Was ist Deine Herkunft?

Geboren und aufgewachsen in Fribourg, habe ich während meiner ersten Ausbildung als Präzisionsmechaniker eine Faszination für die taktile und haptische Wahrnehmung des Raumes entdeckt. Anschliessend habe ich Architektur an der EPF Lausanne, der TU Dresden und der ETH Zürich studiert. Parallel zu meiner Praxis unterrichte ich seit 2022 Entwurf sowie Gebäudetechnik an der Berner Fachhochschule, Fachbereich Architektur.

Was ist Dir wichtig im Denken und Entwerfen?

Der Schwerpunkt des Büros liegt auf der Ausarbeitung radikaler Ideen, die mit einer konstruktiven Praxis und einem Instinkt für die Nachhaltigkeit verbunden sind. Jedes Projekt wird als Prototyp auf der Suche nach sozialer, ökologischer und wirtschaftlicher Optimierung behandelt. Mit anderen Worten, die Arbeitsmethode konzentriert sich auf den «Muskel» der Kreativität und den Moment, kurz bevor aus der Idee ein Projekt entsteht. Häufig haben Architekturschaffende bereits vor Beginn eines Architekturprojekts eine instinktive und direkte Vorstellung, die in den ersten Skizzen festgehalten wird. Die Skizze ist aufgrund ihrer Abstraktion sehr präzise, denn sie ist ein Prinzip, eine Strategie, eine Sprache, um Elemente zu einem effizienten, kohärenten Ganzen, samt Konflikten, zusammenzufügen. Deshalb entsteht mein Arbeitsprozess aus der «denken­den Hand», um die Präzision der Arbeit zu erhöhen. Die Themen meiner Praxis bewegen sich zwischen Gesellschaft, Raum, Verbindungen und Werkstoffe, um zum Beispiel die Energie zu optimieren, die beim Bau, Umbau, Rückbau und bei der Nutzung entsteht.

————————

* _AUFGABE A_
Suche aus den Zeilen unten jede heraus, die die Zeichenfolge „jersey" enthält, und gib sie unverändert wieder. Die Groß- und Kleinschreibung ist dabei maßgeblich.
Zwischen dem Text und den Zeilen besteht kein inhaltlicher Zusammenhang.

————————

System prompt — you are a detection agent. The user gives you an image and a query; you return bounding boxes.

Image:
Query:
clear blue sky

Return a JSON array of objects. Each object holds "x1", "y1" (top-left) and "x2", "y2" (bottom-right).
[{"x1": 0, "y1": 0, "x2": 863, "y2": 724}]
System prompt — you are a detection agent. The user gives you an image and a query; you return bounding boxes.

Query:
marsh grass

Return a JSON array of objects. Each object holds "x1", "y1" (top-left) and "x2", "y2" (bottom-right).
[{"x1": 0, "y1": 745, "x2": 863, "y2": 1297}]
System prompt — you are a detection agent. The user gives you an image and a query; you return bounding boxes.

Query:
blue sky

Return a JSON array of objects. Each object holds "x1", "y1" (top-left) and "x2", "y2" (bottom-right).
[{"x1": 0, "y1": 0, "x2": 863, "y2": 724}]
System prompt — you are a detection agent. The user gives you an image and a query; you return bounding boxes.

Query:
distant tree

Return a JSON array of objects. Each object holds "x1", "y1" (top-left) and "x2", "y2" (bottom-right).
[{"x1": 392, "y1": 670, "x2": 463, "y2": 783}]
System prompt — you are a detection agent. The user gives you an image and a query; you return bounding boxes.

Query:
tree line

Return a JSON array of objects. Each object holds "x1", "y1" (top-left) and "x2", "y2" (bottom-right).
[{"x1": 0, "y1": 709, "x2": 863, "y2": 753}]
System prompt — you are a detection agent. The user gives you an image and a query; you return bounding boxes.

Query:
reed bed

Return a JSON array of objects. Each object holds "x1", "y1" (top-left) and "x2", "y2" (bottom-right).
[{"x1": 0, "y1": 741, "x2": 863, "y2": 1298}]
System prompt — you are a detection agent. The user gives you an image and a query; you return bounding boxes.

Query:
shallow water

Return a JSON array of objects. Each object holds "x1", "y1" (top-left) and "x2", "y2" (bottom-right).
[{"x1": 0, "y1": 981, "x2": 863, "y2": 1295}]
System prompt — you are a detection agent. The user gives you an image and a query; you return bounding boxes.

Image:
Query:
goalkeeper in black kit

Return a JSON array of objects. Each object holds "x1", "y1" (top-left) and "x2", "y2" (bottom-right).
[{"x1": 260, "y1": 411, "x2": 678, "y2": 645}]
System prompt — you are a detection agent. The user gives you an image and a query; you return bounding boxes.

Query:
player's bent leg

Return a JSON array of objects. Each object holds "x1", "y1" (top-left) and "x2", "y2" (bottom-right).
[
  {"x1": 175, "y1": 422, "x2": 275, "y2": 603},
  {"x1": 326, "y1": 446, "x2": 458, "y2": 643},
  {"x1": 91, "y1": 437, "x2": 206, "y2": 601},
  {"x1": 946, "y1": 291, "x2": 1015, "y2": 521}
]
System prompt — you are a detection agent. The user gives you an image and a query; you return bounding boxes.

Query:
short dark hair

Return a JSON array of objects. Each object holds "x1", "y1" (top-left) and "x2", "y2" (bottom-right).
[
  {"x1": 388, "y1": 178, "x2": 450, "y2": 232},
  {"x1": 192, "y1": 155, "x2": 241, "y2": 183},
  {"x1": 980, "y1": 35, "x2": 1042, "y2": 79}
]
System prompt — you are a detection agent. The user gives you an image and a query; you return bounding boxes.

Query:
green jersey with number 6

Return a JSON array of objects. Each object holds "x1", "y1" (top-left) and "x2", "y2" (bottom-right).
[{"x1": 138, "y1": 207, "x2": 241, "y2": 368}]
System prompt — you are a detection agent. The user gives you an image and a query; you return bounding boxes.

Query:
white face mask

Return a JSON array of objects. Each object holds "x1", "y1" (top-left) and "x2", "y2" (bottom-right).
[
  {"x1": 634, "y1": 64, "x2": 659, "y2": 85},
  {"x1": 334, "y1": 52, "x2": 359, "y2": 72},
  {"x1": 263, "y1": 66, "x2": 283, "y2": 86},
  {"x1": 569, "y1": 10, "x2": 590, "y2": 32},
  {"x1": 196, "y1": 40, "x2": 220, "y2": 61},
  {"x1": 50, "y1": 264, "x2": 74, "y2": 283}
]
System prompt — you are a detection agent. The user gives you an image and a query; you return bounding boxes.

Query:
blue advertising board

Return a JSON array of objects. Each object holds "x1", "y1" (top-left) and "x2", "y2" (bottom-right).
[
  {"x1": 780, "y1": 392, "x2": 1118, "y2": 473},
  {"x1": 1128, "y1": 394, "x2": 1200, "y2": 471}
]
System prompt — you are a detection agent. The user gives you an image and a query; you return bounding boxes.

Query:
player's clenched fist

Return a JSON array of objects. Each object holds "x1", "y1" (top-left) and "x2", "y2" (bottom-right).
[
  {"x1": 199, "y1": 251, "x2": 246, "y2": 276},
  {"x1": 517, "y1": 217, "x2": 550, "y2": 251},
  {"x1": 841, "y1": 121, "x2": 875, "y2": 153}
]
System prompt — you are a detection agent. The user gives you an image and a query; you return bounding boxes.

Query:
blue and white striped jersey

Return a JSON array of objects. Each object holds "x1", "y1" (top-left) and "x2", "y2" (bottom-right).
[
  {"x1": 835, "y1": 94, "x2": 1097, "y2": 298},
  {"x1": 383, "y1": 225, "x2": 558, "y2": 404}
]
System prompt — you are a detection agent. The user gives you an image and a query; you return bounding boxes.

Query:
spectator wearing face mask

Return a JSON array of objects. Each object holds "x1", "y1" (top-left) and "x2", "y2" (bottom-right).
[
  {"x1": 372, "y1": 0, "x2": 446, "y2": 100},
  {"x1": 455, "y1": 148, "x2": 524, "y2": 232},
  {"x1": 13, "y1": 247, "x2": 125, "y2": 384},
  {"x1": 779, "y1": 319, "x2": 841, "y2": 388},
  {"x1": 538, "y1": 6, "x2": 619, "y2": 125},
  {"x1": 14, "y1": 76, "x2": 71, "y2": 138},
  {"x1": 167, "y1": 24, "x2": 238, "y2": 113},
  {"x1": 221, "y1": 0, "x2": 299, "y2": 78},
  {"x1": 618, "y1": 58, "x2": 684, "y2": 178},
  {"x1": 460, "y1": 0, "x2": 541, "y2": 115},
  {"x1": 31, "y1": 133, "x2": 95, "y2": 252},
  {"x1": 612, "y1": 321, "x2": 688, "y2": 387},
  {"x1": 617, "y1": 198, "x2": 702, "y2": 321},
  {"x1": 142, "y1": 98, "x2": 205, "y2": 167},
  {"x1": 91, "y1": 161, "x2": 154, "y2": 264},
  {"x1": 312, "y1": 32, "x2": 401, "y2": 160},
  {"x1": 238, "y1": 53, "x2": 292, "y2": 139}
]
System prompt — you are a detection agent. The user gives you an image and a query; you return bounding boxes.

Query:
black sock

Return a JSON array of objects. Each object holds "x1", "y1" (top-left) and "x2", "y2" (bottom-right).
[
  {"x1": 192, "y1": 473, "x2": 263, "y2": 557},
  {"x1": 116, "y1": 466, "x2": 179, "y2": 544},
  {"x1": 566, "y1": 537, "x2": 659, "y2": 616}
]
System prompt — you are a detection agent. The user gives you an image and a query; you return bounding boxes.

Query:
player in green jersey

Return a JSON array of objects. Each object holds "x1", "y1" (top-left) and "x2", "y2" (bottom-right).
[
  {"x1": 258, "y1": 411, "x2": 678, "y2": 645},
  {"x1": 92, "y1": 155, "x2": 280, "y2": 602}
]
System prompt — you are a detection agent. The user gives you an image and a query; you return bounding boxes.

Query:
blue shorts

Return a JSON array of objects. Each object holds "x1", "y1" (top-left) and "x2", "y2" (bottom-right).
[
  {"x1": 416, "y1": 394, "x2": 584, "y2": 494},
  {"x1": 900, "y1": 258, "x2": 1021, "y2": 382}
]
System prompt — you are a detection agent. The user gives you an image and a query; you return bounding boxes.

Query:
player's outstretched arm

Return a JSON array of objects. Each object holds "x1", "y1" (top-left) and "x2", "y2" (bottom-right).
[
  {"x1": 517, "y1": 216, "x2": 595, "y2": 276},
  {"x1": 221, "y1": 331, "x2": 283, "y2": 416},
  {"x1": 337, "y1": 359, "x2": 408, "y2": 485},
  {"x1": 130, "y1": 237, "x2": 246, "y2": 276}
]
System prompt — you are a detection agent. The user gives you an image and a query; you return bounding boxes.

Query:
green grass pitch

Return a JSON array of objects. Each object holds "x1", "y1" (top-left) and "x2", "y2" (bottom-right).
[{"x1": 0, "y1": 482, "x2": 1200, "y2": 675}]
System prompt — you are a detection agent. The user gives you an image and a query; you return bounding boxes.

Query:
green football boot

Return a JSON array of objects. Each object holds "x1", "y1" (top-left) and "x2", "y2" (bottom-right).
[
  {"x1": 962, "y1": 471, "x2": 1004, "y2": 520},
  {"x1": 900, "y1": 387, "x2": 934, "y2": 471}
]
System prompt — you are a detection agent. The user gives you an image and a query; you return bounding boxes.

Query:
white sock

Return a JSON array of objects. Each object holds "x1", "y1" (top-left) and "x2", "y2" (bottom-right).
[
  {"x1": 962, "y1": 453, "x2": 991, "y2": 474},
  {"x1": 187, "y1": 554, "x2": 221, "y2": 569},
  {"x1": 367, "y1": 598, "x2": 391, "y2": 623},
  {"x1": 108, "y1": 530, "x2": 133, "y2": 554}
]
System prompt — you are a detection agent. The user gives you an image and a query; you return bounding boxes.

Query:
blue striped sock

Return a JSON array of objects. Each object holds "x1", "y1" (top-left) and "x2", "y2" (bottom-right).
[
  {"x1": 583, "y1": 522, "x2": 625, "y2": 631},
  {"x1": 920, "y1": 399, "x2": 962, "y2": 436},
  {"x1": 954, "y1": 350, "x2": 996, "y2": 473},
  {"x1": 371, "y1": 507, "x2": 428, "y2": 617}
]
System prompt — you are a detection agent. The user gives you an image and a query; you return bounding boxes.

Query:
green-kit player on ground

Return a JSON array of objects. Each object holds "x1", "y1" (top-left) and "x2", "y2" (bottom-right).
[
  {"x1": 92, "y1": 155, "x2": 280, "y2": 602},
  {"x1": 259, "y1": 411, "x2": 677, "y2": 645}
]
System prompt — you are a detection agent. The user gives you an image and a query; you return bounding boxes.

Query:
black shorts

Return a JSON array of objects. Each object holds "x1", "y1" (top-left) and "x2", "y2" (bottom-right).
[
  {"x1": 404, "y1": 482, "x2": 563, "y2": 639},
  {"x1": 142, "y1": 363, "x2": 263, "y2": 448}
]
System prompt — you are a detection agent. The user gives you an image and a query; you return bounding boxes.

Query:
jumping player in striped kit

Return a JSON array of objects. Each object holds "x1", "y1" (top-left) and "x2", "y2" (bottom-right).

————————

* _AUFGABE B_
Liste alle Hochschulen auf, die im Text über Herkunft und Arbeitsweise genannt werden.

* _LÖSUNG A_
green jersey with number 6
blue and white striped jersey
player in green jersey

* _LÖSUNG B_
- EPF Lausanne
- TU Dresden
- ETH Zürich
- Berner Fachhochschule